- **How to complete this task**: Check each line of the listing, and copy it if it contains the word "clicks".
%%
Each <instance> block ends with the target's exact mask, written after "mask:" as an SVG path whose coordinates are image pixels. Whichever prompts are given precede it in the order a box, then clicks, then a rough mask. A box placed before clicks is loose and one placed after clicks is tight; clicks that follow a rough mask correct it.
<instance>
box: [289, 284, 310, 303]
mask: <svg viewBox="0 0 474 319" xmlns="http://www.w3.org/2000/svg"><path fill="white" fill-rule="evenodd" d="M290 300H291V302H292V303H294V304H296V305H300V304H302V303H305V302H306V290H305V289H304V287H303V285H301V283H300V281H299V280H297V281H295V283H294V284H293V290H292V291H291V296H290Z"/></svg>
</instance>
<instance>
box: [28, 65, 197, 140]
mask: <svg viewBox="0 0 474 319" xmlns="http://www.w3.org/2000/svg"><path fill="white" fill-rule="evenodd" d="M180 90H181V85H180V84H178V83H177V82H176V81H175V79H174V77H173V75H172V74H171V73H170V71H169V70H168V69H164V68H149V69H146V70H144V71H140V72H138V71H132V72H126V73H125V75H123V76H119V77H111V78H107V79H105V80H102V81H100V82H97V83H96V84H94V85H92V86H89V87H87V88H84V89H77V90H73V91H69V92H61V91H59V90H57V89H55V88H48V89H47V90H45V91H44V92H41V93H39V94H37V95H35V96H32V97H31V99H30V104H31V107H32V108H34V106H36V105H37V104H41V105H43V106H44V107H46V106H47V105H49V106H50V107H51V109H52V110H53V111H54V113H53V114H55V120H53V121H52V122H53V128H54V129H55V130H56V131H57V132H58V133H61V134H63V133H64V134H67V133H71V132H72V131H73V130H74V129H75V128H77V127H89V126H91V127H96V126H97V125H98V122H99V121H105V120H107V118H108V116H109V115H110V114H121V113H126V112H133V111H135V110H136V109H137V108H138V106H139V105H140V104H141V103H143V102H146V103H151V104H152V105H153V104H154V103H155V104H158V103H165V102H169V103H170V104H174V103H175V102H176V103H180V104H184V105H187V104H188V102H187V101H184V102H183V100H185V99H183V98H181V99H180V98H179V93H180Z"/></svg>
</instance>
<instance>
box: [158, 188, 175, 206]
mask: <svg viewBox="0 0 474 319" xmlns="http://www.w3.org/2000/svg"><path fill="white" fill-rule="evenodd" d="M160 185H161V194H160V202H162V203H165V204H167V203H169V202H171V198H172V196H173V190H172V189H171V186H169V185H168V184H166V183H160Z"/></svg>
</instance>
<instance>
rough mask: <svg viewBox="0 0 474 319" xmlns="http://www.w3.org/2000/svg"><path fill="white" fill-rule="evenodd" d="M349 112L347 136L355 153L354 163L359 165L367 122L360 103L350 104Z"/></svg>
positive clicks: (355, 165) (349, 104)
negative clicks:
%%
- **Response area**:
Each <instance> block ends with the target's exact mask, written after "mask:" as an SVG path whose coordinates are image pixels. Whichever prompts are given precede it in the order a box, then clicks, then a rough mask. A box placed before clicks is loose and one placed after clicks is tight; clicks that follow a rough mask correct it.
positive clicks: (355, 165) (349, 104)
negative clicks:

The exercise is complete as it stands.